* REQUIRED TASK:
Report every line in the items below that contains the word "department", copying each such line in full.

* RECORD EXTRACTS:
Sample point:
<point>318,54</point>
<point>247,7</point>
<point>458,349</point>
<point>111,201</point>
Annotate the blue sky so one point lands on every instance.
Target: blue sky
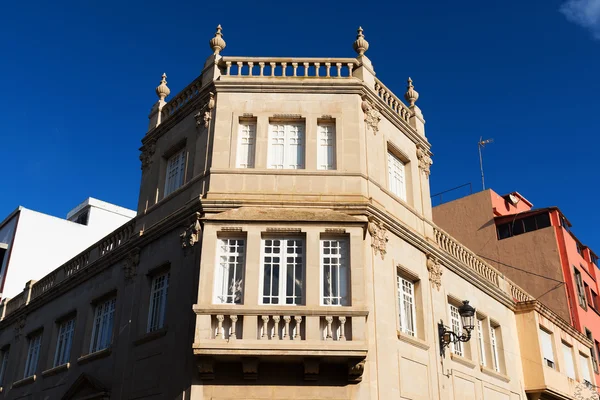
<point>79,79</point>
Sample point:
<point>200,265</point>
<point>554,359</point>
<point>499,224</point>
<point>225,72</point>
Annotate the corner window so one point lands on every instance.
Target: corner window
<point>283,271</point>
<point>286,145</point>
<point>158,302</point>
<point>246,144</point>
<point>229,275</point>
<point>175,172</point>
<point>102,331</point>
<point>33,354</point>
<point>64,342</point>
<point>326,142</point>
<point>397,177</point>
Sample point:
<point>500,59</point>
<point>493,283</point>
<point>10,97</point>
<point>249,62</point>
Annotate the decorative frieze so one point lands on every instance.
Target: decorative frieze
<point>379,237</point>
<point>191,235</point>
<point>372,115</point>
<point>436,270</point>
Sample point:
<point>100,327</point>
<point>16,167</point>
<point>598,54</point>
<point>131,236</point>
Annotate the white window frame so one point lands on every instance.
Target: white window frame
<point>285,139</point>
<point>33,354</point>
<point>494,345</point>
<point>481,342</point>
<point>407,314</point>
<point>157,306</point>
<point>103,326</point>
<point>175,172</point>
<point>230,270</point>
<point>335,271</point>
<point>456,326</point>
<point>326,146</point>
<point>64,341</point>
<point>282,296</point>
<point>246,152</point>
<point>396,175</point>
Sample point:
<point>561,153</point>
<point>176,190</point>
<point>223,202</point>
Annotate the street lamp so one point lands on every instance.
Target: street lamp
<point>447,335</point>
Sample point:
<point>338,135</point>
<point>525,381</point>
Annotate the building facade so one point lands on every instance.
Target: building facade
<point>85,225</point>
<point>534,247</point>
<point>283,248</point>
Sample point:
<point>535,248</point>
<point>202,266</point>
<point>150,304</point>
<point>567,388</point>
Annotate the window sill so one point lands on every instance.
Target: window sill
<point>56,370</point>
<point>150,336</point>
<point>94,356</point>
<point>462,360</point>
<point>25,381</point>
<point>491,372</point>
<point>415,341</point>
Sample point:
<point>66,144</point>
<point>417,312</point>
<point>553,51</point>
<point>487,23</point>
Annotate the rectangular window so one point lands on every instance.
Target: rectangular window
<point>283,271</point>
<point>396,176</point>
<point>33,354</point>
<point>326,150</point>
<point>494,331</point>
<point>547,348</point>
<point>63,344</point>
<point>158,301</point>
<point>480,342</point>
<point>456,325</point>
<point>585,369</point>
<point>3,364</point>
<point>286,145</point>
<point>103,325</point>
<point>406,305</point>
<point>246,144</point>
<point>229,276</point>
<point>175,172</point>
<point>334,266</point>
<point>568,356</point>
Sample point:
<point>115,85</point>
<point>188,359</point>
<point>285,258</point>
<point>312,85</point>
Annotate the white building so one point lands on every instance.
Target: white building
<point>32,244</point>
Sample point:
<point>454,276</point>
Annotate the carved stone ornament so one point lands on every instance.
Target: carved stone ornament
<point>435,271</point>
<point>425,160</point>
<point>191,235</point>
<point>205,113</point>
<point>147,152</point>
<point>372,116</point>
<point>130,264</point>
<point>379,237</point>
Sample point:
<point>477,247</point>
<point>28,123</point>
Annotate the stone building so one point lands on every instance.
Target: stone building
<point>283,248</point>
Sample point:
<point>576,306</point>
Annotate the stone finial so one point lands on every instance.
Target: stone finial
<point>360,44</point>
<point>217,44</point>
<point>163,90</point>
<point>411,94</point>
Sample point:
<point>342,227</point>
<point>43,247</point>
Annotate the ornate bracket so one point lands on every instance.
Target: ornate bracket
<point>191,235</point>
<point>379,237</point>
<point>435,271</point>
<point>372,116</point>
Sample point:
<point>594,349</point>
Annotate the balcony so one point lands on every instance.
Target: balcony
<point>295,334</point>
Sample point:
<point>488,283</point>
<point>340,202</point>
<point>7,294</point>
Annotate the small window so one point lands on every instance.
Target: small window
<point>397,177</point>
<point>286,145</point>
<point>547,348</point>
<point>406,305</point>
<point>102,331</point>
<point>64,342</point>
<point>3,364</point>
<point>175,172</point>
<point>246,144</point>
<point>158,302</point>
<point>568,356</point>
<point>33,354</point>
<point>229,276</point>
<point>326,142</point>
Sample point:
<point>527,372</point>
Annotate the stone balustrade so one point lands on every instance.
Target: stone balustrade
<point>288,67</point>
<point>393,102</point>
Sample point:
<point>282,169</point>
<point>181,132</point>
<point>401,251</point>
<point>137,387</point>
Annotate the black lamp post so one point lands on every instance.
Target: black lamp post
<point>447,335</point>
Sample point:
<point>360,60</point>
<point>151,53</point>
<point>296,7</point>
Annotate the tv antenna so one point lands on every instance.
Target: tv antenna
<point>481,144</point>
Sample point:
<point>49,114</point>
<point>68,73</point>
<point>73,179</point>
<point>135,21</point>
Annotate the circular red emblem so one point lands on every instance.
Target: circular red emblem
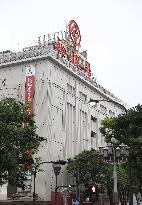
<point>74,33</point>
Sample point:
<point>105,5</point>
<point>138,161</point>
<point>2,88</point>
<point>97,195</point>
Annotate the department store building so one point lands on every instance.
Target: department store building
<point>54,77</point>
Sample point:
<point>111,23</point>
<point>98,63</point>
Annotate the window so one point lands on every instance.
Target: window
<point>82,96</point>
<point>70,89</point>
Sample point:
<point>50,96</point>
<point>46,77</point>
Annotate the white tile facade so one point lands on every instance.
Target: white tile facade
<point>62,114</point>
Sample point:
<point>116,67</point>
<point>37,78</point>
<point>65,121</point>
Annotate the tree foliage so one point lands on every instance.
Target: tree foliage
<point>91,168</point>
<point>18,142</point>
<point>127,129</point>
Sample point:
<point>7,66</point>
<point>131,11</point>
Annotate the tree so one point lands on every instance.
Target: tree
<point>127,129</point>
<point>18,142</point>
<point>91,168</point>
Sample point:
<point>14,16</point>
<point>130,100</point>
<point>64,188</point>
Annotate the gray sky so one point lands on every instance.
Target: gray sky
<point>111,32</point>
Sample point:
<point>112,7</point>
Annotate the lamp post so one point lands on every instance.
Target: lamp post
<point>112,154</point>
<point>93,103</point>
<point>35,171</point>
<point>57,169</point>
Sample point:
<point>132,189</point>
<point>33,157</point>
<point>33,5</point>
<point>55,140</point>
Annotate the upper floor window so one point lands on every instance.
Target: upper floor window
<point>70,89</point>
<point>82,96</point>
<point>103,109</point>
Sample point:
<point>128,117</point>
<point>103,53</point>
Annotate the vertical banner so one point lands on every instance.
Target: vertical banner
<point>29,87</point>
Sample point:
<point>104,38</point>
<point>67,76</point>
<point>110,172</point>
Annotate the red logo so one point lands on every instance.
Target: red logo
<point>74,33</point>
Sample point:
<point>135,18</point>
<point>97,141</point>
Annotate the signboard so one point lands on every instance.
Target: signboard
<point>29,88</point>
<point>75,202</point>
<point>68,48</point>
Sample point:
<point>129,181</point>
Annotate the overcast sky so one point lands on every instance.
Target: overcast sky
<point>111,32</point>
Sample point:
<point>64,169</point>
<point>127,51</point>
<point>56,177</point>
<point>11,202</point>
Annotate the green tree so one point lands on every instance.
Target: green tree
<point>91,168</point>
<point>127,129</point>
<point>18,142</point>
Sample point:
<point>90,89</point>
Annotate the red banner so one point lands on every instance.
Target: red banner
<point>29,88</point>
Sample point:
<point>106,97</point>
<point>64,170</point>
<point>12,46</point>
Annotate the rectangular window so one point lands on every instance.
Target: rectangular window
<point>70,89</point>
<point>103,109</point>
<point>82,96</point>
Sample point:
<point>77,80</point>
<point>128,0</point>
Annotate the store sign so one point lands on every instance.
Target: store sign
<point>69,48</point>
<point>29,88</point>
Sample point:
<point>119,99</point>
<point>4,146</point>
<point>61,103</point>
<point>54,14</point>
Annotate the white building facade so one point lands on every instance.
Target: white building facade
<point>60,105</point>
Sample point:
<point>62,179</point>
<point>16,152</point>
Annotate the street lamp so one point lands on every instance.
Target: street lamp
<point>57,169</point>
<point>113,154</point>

* ANSWER FOR THIS EXERCISE:
Annotate the department store building so one point lands on every instance.
Target: department store building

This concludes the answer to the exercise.